* Prompt
Could you arrange the records as a Markdown table with the columns Row and Entry, covering only the lines from the line with "det: fence panel" up to and including the line with "140,148 -> 171,181", numbering each row and leaving out blank lines?

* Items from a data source
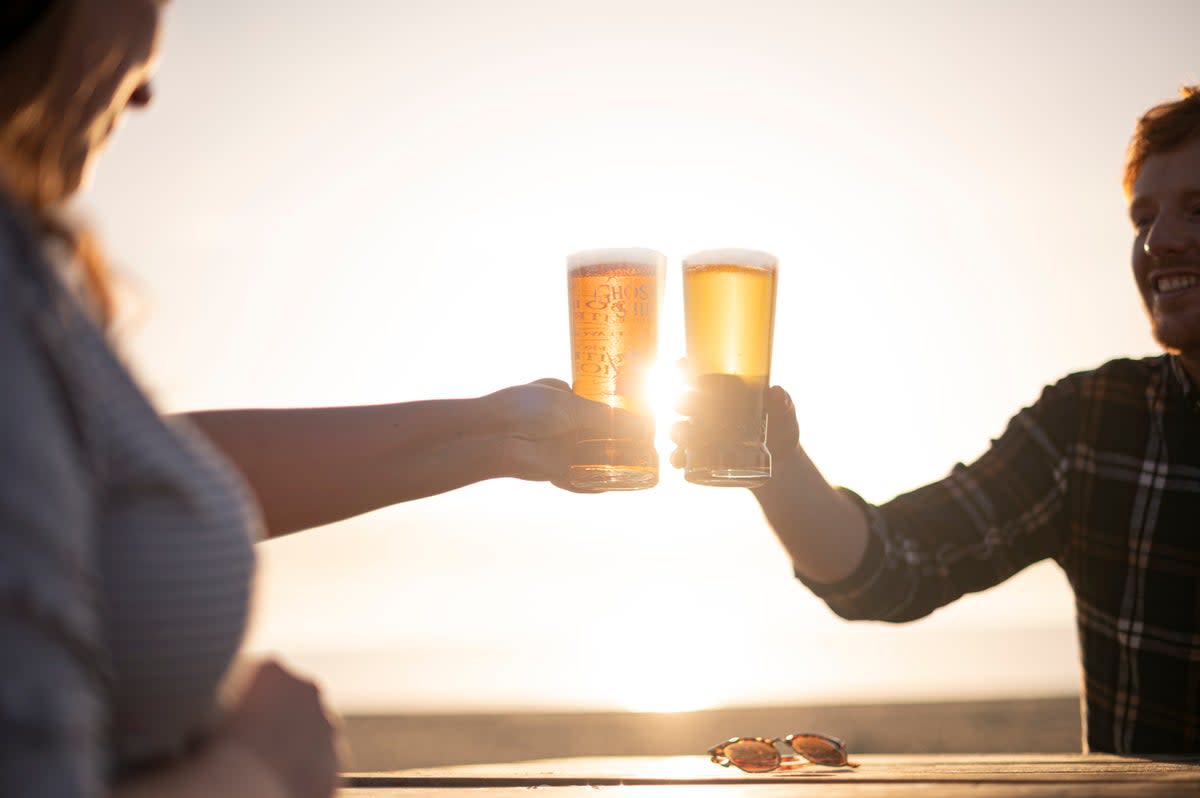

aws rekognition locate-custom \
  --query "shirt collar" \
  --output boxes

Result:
[1166,355,1200,410]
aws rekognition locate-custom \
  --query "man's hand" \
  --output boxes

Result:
[671,385,800,468]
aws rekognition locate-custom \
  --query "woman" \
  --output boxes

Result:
[0,0,636,798]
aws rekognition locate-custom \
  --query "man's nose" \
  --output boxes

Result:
[1142,212,1200,258]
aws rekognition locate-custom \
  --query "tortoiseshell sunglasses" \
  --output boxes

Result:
[708,732,858,773]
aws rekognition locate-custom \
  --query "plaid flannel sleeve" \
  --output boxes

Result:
[797,378,1079,623]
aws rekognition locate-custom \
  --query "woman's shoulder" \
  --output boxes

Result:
[0,190,44,298]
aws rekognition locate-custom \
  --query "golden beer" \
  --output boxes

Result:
[566,248,666,491]
[683,250,779,487]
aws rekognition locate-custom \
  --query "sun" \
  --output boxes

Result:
[647,359,688,444]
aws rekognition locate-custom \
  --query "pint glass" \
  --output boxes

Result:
[566,248,666,491]
[683,250,779,487]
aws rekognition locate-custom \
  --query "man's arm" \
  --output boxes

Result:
[754,432,868,584]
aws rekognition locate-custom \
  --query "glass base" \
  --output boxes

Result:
[683,444,770,487]
[683,468,770,487]
[566,438,659,491]
[566,466,659,491]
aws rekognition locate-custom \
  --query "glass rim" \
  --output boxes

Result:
[566,247,667,271]
[683,247,779,271]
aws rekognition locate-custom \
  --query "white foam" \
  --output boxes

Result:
[683,247,779,271]
[566,247,667,271]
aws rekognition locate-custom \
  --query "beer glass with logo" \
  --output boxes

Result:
[566,247,666,491]
[683,250,779,487]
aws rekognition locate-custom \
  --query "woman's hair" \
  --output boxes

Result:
[1123,85,1200,197]
[0,0,114,326]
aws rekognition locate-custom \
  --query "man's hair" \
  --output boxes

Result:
[1123,84,1200,197]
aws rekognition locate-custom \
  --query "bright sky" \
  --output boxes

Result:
[83,0,1200,710]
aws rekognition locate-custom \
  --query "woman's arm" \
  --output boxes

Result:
[112,739,292,798]
[180,380,644,536]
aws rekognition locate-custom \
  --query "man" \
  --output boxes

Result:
[672,86,1200,754]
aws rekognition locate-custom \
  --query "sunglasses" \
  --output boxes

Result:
[708,733,858,773]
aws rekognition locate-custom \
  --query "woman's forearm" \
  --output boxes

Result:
[110,740,289,798]
[180,397,503,536]
[754,446,868,584]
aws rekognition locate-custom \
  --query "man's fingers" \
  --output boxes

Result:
[767,385,796,414]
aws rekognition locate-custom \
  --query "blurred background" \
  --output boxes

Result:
[80,0,1200,750]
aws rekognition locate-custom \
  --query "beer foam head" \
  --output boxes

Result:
[566,247,667,271]
[683,248,779,271]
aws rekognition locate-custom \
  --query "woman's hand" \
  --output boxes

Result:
[484,379,654,490]
[671,385,800,468]
[218,661,341,798]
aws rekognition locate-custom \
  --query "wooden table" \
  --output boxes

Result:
[338,742,1200,798]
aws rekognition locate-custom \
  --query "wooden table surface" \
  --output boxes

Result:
[338,754,1200,798]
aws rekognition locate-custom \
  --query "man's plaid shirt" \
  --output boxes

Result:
[809,355,1200,754]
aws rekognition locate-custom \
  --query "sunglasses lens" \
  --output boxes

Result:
[787,734,846,767]
[725,739,781,773]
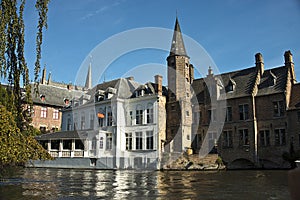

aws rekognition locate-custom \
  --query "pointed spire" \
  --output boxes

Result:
[41,67,46,85]
[85,63,92,89]
[48,72,52,85]
[169,16,187,56]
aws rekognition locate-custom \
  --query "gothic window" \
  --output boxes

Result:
[80,112,85,130]
[62,140,72,150]
[75,140,84,150]
[67,118,72,131]
[147,104,153,124]
[107,107,113,126]
[135,105,143,124]
[99,137,103,149]
[273,101,284,117]
[239,129,250,146]
[275,129,286,146]
[90,111,95,129]
[53,109,59,119]
[97,108,105,127]
[106,133,112,150]
[135,132,143,150]
[41,107,47,118]
[50,140,60,150]
[146,131,154,149]
[208,109,217,122]
[259,130,270,146]
[223,130,233,148]
[225,107,232,122]
[125,133,132,150]
[239,104,249,120]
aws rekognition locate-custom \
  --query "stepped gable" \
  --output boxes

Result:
[257,66,288,96]
[31,84,82,107]
[289,83,300,110]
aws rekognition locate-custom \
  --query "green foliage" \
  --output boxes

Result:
[0,105,51,168]
[216,156,223,165]
[34,0,50,83]
[0,0,49,131]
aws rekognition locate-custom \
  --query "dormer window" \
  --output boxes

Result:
[268,70,277,87]
[64,98,70,106]
[227,78,236,92]
[40,94,46,102]
[135,90,145,97]
[95,90,105,102]
[228,83,233,92]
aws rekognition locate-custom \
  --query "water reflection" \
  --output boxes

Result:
[0,169,289,200]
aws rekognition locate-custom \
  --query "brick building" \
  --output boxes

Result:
[31,69,83,133]
[166,19,300,168]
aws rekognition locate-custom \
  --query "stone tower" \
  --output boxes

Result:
[167,17,194,152]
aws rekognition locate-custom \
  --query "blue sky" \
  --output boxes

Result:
[25,0,300,84]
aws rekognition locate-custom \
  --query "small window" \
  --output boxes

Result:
[171,105,175,111]
[146,131,154,149]
[41,107,47,118]
[239,129,249,146]
[259,130,270,146]
[275,129,286,146]
[106,133,112,150]
[223,130,233,148]
[273,101,285,117]
[75,140,84,150]
[53,109,59,119]
[125,133,132,150]
[40,126,46,133]
[40,94,46,102]
[239,104,249,120]
[135,132,143,150]
[99,137,103,149]
[64,98,70,106]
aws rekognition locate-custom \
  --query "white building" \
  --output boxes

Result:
[37,74,166,169]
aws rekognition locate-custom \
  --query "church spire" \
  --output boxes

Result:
[169,16,187,56]
[85,63,92,89]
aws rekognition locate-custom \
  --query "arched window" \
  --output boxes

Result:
[146,103,154,124]
[135,105,144,124]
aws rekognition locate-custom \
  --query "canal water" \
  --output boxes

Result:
[0,168,290,200]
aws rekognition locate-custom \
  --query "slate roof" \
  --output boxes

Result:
[289,83,300,110]
[35,130,88,140]
[257,66,288,96]
[170,17,187,56]
[192,66,288,103]
[31,84,83,107]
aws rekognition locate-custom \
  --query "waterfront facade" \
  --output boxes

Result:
[33,18,300,169]
[30,69,83,133]
[37,75,166,169]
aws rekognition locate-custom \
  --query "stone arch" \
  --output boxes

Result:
[259,159,280,169]
[227,158,255,169]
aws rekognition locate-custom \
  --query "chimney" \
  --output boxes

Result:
[41,67,46,85]
[284,50,296,83]
[126,76,134,81]
[67,84,73,90]
[255,53,265,76]
[207,66,214,76]
[48,72,52,85]
[154,75,162,95]
[190,64,194,84]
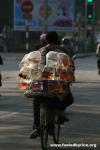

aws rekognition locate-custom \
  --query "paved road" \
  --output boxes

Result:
[0,55,100,150]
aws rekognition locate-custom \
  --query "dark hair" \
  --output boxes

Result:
[40,33,47,44]
[46,31,60,44]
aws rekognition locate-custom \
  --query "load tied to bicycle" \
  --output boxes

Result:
[19,32,75,150]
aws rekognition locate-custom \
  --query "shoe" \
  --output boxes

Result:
[30,129,40,139]
[98,70,100,75]
[57,115,69,124]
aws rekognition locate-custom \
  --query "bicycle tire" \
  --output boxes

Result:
[53,114,61,144]
[40,104,48,150]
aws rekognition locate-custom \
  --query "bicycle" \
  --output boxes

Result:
[24,80,69,150]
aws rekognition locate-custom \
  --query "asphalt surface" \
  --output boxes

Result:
[0,54,100,150]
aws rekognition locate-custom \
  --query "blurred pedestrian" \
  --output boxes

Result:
[0,56,3,96]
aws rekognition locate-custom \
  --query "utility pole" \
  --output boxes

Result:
[84,0,87,52]
[44,0,48,32]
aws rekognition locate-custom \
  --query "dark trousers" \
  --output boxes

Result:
[33,92,73,128]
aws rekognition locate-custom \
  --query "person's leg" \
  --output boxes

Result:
[58,91,73,123]
[33,97,40,129]
[30,97,40,139]
[97,58,100,75]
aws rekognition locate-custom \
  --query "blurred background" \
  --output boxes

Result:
[0,0,100,53]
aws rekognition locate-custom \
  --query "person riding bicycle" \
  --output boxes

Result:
[30,31,73,138]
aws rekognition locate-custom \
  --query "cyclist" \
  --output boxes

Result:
[30,31,73,138]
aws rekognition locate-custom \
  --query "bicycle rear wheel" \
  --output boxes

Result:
[53,114,61,144]
[40,104,48,150]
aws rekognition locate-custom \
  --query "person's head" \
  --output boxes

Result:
[40,33,47,44]
[61,37,70,45]
[46,31,60,45]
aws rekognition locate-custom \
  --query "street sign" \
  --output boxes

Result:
[21,0,33,13]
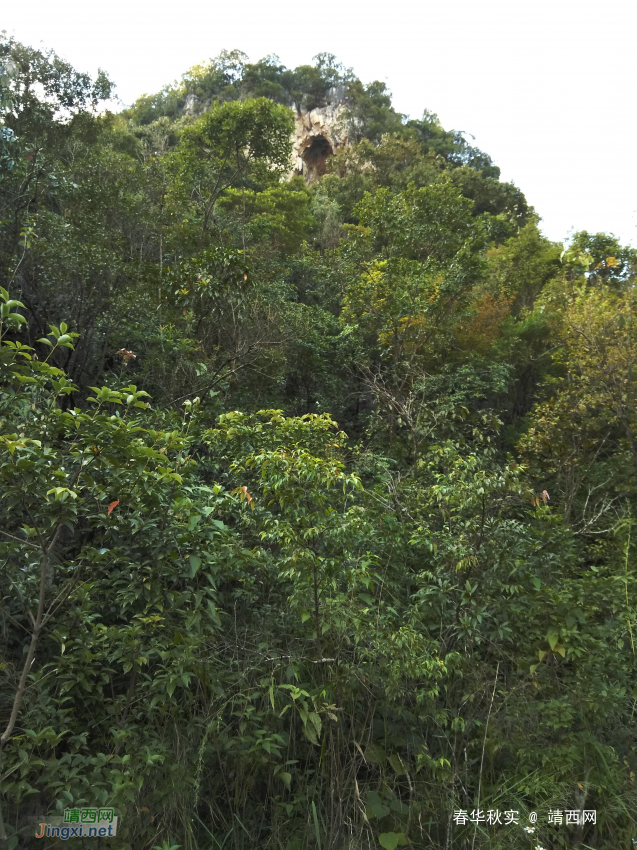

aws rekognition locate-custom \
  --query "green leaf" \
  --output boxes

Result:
[188,555,201,578]
[389,753,407,776]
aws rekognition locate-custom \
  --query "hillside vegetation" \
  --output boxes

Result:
[0,37,637,850]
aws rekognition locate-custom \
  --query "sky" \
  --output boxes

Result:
[0,0,637,246]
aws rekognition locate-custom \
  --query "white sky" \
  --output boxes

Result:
[0,0,637,245]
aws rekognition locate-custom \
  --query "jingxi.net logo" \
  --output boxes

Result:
[35,809,117,841]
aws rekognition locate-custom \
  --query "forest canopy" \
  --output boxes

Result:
[0,35,637,850]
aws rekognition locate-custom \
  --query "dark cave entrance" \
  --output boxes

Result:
[303,136,332,182]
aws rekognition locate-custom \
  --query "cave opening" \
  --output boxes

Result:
[303,136,332,180]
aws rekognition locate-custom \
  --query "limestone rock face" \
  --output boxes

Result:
[290,96,351,185]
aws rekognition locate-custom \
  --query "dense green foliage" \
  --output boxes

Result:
[0,33,637,850]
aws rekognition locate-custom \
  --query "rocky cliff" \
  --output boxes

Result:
[290,93,352,184]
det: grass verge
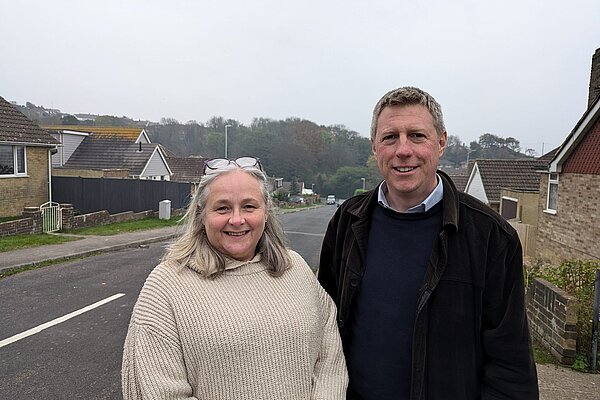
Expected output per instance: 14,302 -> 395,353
0,252 -> 100,279
0,233 -> 80,253
64,217 -> 179,236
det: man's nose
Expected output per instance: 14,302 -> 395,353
396,136 -> 412,157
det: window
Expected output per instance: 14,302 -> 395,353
545,173 -> 558,214
500,196 -> 519,220
0,146 -> 27,176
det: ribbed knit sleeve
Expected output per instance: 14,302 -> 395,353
121,264 -> 195,400
291,252 -> 348,400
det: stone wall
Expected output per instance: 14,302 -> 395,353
0,147 -> 48,217
536,173 -> 600,265
527,278 -> 579,364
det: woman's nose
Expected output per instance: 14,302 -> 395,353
229,210 -> 246,225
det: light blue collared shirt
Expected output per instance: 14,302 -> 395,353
377,175 -> 444,213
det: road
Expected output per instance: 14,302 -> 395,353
0,206 -> 335,400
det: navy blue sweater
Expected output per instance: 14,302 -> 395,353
346,203 -> 442,400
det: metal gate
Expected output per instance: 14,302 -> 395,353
40,201 -> 62,232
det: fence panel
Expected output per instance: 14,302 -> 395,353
52,176 -> 192,214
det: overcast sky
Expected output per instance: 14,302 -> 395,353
0,0 -> 600,154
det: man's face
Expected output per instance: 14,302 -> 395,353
371,105 -> 447,211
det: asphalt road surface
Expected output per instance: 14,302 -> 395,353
0,206 -> 335,400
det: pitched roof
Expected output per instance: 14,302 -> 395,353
475,159 -> 548,202
64,135 -> 158,175
0,97 -> 58,145
548,97 -> 600,172
44,125 -> 144,142
166,155 -> 206,182
448,174 -> 469,192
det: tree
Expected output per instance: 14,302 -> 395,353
441,135 -> 469,168
504,136 -> 521,153
479,133 -> 505,149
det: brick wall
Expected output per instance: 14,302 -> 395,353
0,147 -> 48,217
0,207 -> 42,237
527,278 -> 579,364
536,173 -> 600,265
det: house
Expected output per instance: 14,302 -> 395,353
53,133 -> 173,180
0,97 -> 58,217
464,159 -> 548,216
536,49 -> 600,264
43,125 -> 150,167
166,155 -> 206,183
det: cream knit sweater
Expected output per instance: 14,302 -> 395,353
122,251 -> 347,400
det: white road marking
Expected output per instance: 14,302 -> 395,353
284,231 -> 325,237
0,293 -> 125,348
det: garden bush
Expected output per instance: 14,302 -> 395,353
525,260 -> 600,370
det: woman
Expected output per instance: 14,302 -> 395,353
122,157 -> 347,400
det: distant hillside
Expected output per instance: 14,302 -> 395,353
13,102 -> 148,126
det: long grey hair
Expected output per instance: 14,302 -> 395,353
162,167 -> 291,278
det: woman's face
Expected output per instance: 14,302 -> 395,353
204,169 -> 266,261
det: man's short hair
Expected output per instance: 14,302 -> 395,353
371,86 -> 446,141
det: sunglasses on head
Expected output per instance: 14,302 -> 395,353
202,157 -> 263,175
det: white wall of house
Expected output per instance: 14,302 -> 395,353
465,164 -> 489,204
140,148 -> 171,181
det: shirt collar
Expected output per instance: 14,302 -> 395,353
377,174 -> 444,213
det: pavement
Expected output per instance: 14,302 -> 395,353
0,226 -> 600,400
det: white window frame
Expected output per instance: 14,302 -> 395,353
544,172 -> 558,214
500,196 -> 521,220
0,145 -> 27,178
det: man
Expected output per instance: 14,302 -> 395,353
318,87 -> 538,400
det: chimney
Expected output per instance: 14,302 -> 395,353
588,49 -> 600,108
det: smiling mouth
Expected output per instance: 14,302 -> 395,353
225,231 -> 249,236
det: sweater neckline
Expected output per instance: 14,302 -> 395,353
225,253 -> 266,275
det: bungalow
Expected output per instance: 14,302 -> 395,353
537,49 -> 600,264
0,97 -> 58,217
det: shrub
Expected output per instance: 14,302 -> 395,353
525,260 -> 600,370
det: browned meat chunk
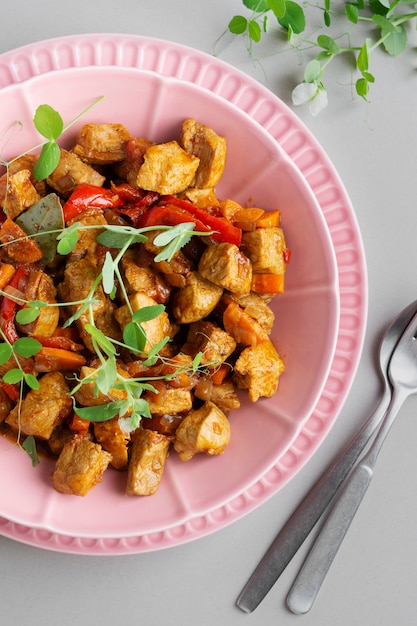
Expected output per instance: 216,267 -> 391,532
194,377 -> 240,414
241,226 -> 285,274
137,141 -> 200,194
46,148 -> 105,196
115,137 -> 153,187
145,380 -> 193,415
120,250 -> 170,303
171,272 -> 223,324
18,270 -> 59,337
180,118 -> 226,188
74,366 -> 127,406
67,209 -> 107,260
223,301 -> 268,346
0,218 -> 43,263
126,428 -> 171,496
59,258 -> 121,353
182,187 -> 219,209
234,341 -> 285,402
114,293 -> 171,353
174,402 -> 230,461
52,436 -> 111,496
183,320 -> 236,367
94,417 -> 130,470
6,372 -> 72,439
9,154 -> 48,196
232,293 -> 275,335
74,124 -> 130,165
198,243 -> 252,294
0,170 -> 40,220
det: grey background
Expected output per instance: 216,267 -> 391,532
0,0 -> 417,626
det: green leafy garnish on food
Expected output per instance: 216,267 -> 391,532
22,435 -> 39,467
33,96 -> 103,180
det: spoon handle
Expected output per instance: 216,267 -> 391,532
287,389 -> 404,614
236,383 -> 391,613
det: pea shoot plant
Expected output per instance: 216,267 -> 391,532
220,0 -> 417,115
0,98 -> 216,465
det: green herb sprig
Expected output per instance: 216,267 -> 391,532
0,98 -> 216,465
220,0 -> 417,115
0,96 -> 104,180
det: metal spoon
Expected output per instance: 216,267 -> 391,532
236,300 -> 417,613
287,304 -> 417,614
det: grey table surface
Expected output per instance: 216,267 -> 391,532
0,0 -> 417,626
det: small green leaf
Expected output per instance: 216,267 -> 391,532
193,352 -> 203,372
33,104 -> 64,141
3,367 -> 23,385
84,324 -> 116,356
228,15 -> 248,35
13,337 -> 42,358
381,24 -> 407,57
345,2 -> 359,24
0,343 -> 13,365
248,20 -> 262,43
22,435 -> 39,467
33,141 -> 61,180
356,78 -> 369,100
278,0 -> 306,35
317,35 -> 340,54
132,398 -> 151,417
23,372 -> 40,389
243,0 -> 270,13
268,0 -> 286,20
132,304 -> 165,324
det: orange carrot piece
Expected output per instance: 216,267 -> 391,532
251,274 -> 284,293
223,302 -> 268,346
0,218 -> 43,263
210,363 -> 231,385
35,346 -> 87,372
69,413 -> 90,435
0,263 -> 16,289
232,208 -> 265,231
256,211 -> 281,228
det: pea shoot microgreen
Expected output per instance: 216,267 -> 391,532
0,98 -> 221,466
219,0 -> 417,115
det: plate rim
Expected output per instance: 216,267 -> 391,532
0,33 -> 368,555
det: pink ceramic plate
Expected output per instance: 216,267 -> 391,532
0,35 -> 367,554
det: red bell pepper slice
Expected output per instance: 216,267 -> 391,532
62,183 -> 123,222
154,196 -> 242,247
116,191 -> 159,228
0,267 -> 27,343
1,382 -> 20,402
139,205 -> 211,233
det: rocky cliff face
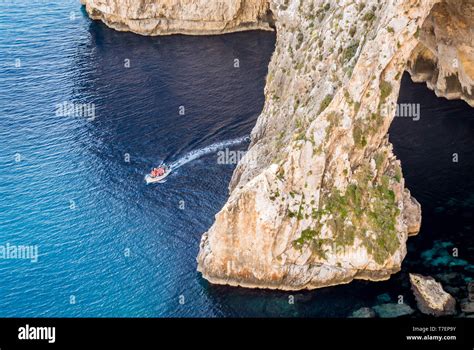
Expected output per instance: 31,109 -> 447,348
408,0 -> 474,107
86,0 -> 473,290
81,0 -> 273,35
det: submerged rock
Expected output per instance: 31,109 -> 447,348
377,293 -> 391,303
410,273 -> 456,316
350,307 -> 375,318
374,303 -> 415,318
467,282 -> 474,301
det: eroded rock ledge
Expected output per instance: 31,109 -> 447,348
408,0 -> 474,107
85,0 -> 474,290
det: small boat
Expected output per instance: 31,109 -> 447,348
145,164 -> 171,184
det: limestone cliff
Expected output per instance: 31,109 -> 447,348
408,0 -> 474,107
86,0 -> 474,290
81,0 -> 273,35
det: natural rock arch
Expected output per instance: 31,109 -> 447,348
85,0 -> 473,290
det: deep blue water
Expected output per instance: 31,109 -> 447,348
0,0 -> 474,317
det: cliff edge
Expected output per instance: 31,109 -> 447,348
85,0 -> 474,290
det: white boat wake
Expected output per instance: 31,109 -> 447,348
169,136 -> 250,171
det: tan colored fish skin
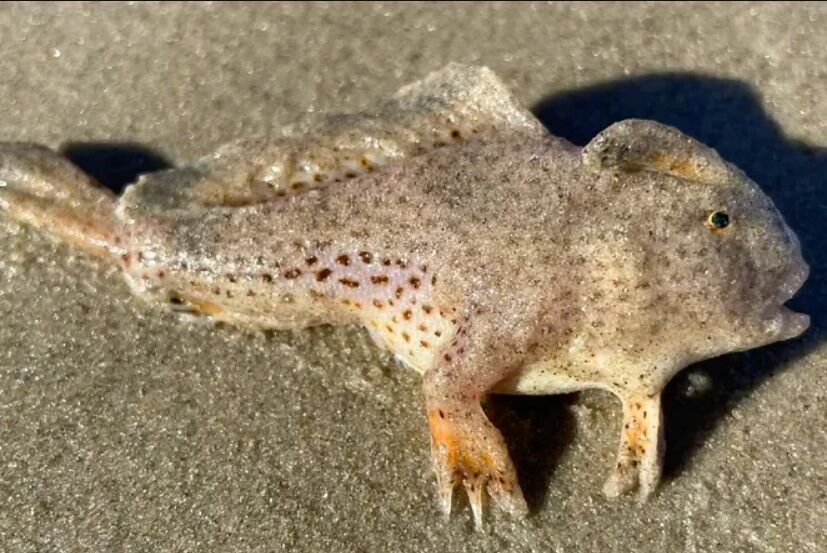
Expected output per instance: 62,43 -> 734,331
0,64 -> 809,526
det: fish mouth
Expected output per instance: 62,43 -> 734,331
762,263 -> 810,341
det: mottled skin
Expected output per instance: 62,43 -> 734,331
0,65 -> 808,524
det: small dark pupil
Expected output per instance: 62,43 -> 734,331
710,211 -> 729,228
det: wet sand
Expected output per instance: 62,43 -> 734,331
0,3 -> 827,553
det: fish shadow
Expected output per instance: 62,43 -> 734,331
60,142 -> 172,194
518,73 -> 827,479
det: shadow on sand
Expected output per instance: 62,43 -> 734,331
494,73 -> 827,508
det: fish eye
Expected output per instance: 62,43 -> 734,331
706,211 -> 731,230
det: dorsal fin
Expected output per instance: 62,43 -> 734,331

* Result below
| Row | Entry |
|---|---|
| 1 | det: fence panel |
| 2 | Expected output per instance: 14,302 -> 395,353 |
| 3 | 52,176 -> 192,214 |
| 4 | det: overcast sky |
| 5 | Expected output per instance: 14,302 -> 395,353 |
| 6 | 0,0 -> 600,154 |
| 7 | det: man's face |
| 8 | Expected output per instance: 14,302 -> 395,353 |
| 9 | 371,105 -> 447,211 |
| 10 | det: asphalt road surface |
| 11 | Expected output per instance: 14,302 -> 395,353 |
| 12 | 0,206 -> 335,400 |
| 13 | det: pitched roof |
| 14 | Expected output per instance: 14,302 -> 395,353 |
| 15 | 475,159 -> 548,202 |
| 16 | 64,135 -> 158,175 |
| 17 | 0,97 -> 58,145 |
| 18 | 548,97 -> 600,172 |
| 19 | 44,125 -> 144,142 |
| 20 | 166,155 -> 206,182 |
| 21 | 448,174 -> 469,192 |
| 22 | det: tree |
| 23 | Expected output per instance: 14,302 -> 395,353 |
| 24 | 441,135 -> 469,168 |
| 25 | 504,136 -> 521,153 |
| 26 | 479,133 -> 505,149 |
| 27 | det: brick wall |
| 28 | Expected output per instance: 14,302 -> 395,353 |
| 29 | 0,147 -> 48,217 |
| 30 | 0,207 -> 42,237 |
| 31 | 527,278 -> 579,364 |
| 32 | 536,173 -> 600,265 |
| 33 | det: house |
| 34 | Expected output per instance: 14,302 -> 395,353 |
| 35 | 53,133 -> 173,180 |
| 36 | 0,97 -> 58,217 |
| 37 | 464,159 -> 548,216 |
| 38 | 536,49 -> 600,264 |
| 39 | 43,125 -> 150,167 |
| 40 | 166,155 -> 206,183 |
| 41 | det: cream knit sweater |
| 42 | Expected output per instance: 14,302 -> 395,353 |
| 43 | 122,251 -> 347,400 |
| 44 | det: white road marking |
| 45 | Expected output per instance: 14,302 -> 395,353 |
| 46 | 284,231 -> 325,237 |
| 47 | 0,293 -> 125,348 |
| 48 | det: garden bush |
| 49 | Expected output per instance: 14,302 -> 395,353 |
| 50 | 525,260 -> 600,370 |
| 51 | det: woman |
| 52 | Expected output per instance: 14,302 -> 395,353 |
| 53 | 122,157 -> 347,400 |
| 54 | det: distant hillside |
| 55 | Expected output per instance: 14,302 -> 395,353 |
| 56 | 13,102 -> 148,126 |
| 57 | det: long grey hair |
| 58 | Expected output per instance: 14,302 -> 395,353 |
| 59 | 162,167 -> 291,278 |
| 60 | det: woman's face |
| 61 | Expected output per instance: 14,302 -> 395,353 |
| 62 | 204,169 -> 266,261 |
| 63 | det: man's short hair |
| 64 | Expected output per instance: 14,302 -> 395,353 |
| 65 | 371,86 -> 446,141 |
| 66 | det: sunglasses on head |
| 67 | Expected output per instance: 14,302 -> 395,353 |
| 68 | 202,157 -> 263,175 |
| 69 | det: white wall of house |
| 70 | Expected output per instance: 14,302 -> 395,353 |
| 71 | 465,164 -> 489,204 |
| 72 | 140,148 -> 171,181 |